▸ Location identification records:
-=-=-=-=-
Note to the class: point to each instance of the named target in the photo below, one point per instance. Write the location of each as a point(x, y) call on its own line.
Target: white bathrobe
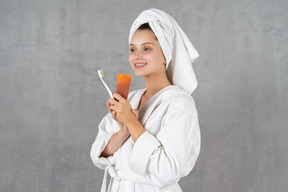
point(164, 153)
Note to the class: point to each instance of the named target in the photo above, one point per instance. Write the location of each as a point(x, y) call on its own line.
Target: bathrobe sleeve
point(107, 128)
point(172, 153)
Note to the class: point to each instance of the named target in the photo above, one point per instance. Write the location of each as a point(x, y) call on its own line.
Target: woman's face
point(146, 57)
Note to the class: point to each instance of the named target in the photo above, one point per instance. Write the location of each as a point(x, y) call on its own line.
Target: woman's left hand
point(122, 108)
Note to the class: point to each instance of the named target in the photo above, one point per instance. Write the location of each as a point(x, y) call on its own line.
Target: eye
point(147, 49)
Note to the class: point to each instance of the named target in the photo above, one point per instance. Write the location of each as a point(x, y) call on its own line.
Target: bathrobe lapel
point(149, 106)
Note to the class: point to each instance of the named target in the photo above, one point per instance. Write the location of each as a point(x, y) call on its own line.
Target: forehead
point(141, 36)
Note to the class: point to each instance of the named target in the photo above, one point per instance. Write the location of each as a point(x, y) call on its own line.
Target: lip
point(139, 65)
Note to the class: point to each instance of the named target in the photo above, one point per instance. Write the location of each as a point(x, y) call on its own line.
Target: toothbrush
point(101, 75)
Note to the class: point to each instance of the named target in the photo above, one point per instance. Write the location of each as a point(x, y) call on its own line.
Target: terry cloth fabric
point(177, 48)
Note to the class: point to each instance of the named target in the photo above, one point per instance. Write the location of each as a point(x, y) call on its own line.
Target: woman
point(148, 142)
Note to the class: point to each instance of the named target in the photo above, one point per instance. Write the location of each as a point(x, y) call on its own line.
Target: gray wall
point(51, 99)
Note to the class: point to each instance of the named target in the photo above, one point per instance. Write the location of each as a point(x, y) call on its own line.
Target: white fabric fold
point(177, 48)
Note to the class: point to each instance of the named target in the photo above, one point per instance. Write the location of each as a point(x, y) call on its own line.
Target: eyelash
point(145, 49)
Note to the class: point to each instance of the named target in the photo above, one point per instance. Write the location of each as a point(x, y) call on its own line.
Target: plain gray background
point(51, 99)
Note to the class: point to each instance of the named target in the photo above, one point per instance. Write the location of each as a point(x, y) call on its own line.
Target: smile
point(139, 65)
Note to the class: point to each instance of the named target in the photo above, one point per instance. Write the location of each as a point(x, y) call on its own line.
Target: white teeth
point(139, 64)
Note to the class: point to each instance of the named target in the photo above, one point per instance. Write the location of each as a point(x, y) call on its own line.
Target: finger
point(114, 108)
point(114, 115)
point(135, 111)
point(108, 106)
point(112, 101)
point(119, 97)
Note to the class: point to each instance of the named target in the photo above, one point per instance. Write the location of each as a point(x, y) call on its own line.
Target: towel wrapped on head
point(176, 47)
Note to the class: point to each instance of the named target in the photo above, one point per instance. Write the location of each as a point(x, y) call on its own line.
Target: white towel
point(177, 48)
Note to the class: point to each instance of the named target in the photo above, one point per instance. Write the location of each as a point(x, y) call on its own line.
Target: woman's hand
point(121, 110)
point(123, 128)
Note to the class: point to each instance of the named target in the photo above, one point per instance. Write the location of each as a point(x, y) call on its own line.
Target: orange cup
point(123, 84)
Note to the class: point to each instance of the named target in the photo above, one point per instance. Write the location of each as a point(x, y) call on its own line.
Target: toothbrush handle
point(110, 93)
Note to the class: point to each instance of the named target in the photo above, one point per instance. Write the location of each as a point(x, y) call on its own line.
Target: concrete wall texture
point(51, 99)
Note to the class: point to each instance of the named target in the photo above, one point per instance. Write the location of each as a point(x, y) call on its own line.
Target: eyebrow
point(131, 44)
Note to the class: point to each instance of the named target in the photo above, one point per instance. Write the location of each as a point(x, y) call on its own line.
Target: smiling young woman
point(152, 139)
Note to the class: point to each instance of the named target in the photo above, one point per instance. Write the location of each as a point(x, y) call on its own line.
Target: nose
point(138, 55)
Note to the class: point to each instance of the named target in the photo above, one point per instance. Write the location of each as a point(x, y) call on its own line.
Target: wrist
point(124, 132)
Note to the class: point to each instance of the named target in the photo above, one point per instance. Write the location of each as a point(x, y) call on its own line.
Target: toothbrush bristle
point(102, 73)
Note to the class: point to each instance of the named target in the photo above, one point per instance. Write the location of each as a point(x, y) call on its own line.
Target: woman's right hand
point(123, 128)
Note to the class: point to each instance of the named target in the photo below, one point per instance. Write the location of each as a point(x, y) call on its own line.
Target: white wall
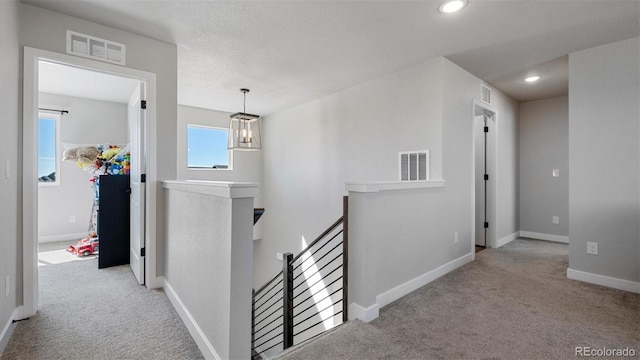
-=-=-=-=-
▸ GIVEN PROBLEM:
Recast the records above as a numbered list, leaving out blank lines and omitting the pictures.

▸ COMPLETE OUTPUT:
1. Note to the class: point to each instance of the named target in the photo below, one point per instance. Write the location of each as a point(x, y) call on its own line.
2. Target: white bathrobe
3. point(164, 153)
4. Note to the class: point to each instance of the named target in the photo above, one point per instance. Write the location of each as a point(x, y) call on its own line.
5. Target: bathrobe sleeve
6. point(107, 128)
7. point(172, 153)
8. Note to the class: point to each instance of the named target in the photo above, one point per instance. Write the location of each as a point(x, y) call on its own line.
9. Target: woman's face
10. point(146, 57)
11. Note to the class: point to each instance of the named target in the photo above, one point per instance. Write the location of each as a point(x, y) call on its own line.
12. Target: woman's left hand
13. point(122, 108)
14. Note to the class: point to each instance of the named target in the photo above, one point per instance. Write the location of each as a point(x, y) call on its own line.
15. Target: eye
16. point(147, 49)
17. Note to the class: point to each instance of the named target in the photo above, one point per instance. Write the location of each as a point(x, y) call on its own line.
18. Target: bathrobe lapel
19. point(149, 106)
20. Note to the class: point to each instance of the named target in the photo above, one point per instance. Write the location of each as a point(x, y) call on its own line.
21. Target: forehead
22. point(141, 36)
23. Note to the class: point to each instance of the named target in the photo above, one point per instance. Write the location of each as a point(x, y) call on its own line.
24. Target: lip
25. point(139, 65)
26. Note to the class: point to each instance of the named target in the photo above, one point per instance. Write the location of each as a point(x, y) call on its own line.
27. Target: toothbrush
28. point(101, 75)
29. Note to the class: point to each instance of the named target in the photo above, one point per instance. Write the location of each as a point(x, y) call on its own line.
30. Target: terry cloth fabric
31. point(177, 48)
32. Note to the class: point to each instance of the named target in the photo above, one point per instance. Write the location of each as a point(x, y) call on its own line.
33. Target: woman
34. point(148, 142)
35. Note to the class: point to each instance of the named target in the photo above, one point per instance. Write the location of each as a point(x, y) call on its own line.
36. Target: gray wall
37. point(51, 99)
38. Note to the class: point to each instance of the named target in the photo above, one point per instance. Write the location of each as a point(x, y) call on its own line.
39. Target: white fabric fold
40. point(177, 48)
41. Note to the class: point to each instance of the named target in the photo above, one point per instance. Write the location of each as a point(x, y) call on its own line.
42. Target: eyelash
43. point(145, 49)
44. Note to the class: point to each instance of the named target in the photo above, one point per instance. Write the location of each as a point(x, y) call on its own line.
45. Target: plain gray background
46. point(51, 99)
47. Note to the class: point to each instance of the named target in the photo above, one point per instance. Write the location of each as a point(x, y) call on its own line.
48. Target: smile
49. point(139, 65)
50. Note to the class: point to each instance of the named target in the photo above, one point per instance. Write the location of each as a point(x, y) call on its own line.
51. Target: white teeth
52. point(139, 64)
53. Note to the class: point to each instance of the named target in the photo above, one point per instance. Write the location of each as a point(x, y) call on its own line.
54. Target: finger
55. point(114, 108)
56. point(114, 115)
57. point(135, 111)
58. point(108, 106)
59. point(112, 101)
60. point(119, 97)
61. Note to the class: point to each instance of the named target in the photo above, one point per instance. Write the location of each as a point(x, y) call on its own line.
62. Target: towel wrapped on head
63. point(176, 47)
64. Note to the class: point to each instance of the named target in the photo above, one point per instance. Write the location of each as a point(x, y) call on its own line.
65. Target: white towel
66. point(177, 48)
67. Note to the class: point to each instance of the named target in the photo above, one point per instance. Write the location of each as a point(x, y) call on its own line.
68. Target: woman's hand
69. point(121, 110)
70. point(123, 128)
71. Note to the class: point to each instance of the named target in the photo above, one point per instance. Write the location of each as a point(x, y) call on its own line.
72. Target: orange cup
73. point(123, 84)
74. Note to the class: point to each instance of the named target in the photo above, one point per instance. Write the location of each as a point(x, y) call on its own line.
75. Target: toothbrush handle
76. point(110, 93)
77. Note to the class: point to each instance of the named target in the photo above, one point per instance. Write the location of each as a point(x, y) call on its own line.
78. Target: concrete wall texture
79. point(51, 99)
80. Note to the class: point to each instance of the named target in the photo above, one point per instance. Write the location of each as a point(x, y) call on its own line.
81. Target: eyebrow
82. point(131, 44)
83. Note to the class: point to each instance of the named target in the photo above, one point per instance. Write the location of each as a point(x, y) call on its own line.
84. Target: smiling young woman
85. point(152, 139)
86. Note to the class: point to each instance of the named target in the photo above, one point per instance. Write the location of each as a point(x, y) call on its own line.
87. Target: nose
88. point(138, 55)
89. Note to the class: point to each instance of the named target in the photo above, one point per instance. Write the location of each as a point(x, y) call on its own line.
90. Target: wrist
91. point(124, 132)
92. Note to the class: point to each instance of the named target in the photo above, one point per instance. Write the location of each as a point(x, y) call on its own line.
93. Target: toothbrush bristle
94. point(102, 73)
95. Note to the class: point to each instance of the named target in the photo above, one point per instance. Write the location of each as a point(x, y) call on its own line.
96. Target: woman's right hand
97. point(123, 128)
98. Note to the class: point to each instance of the named target in the photo below, one point per instance. Write the location of each as a point(x, y) call on its own line.
99. Target: white wall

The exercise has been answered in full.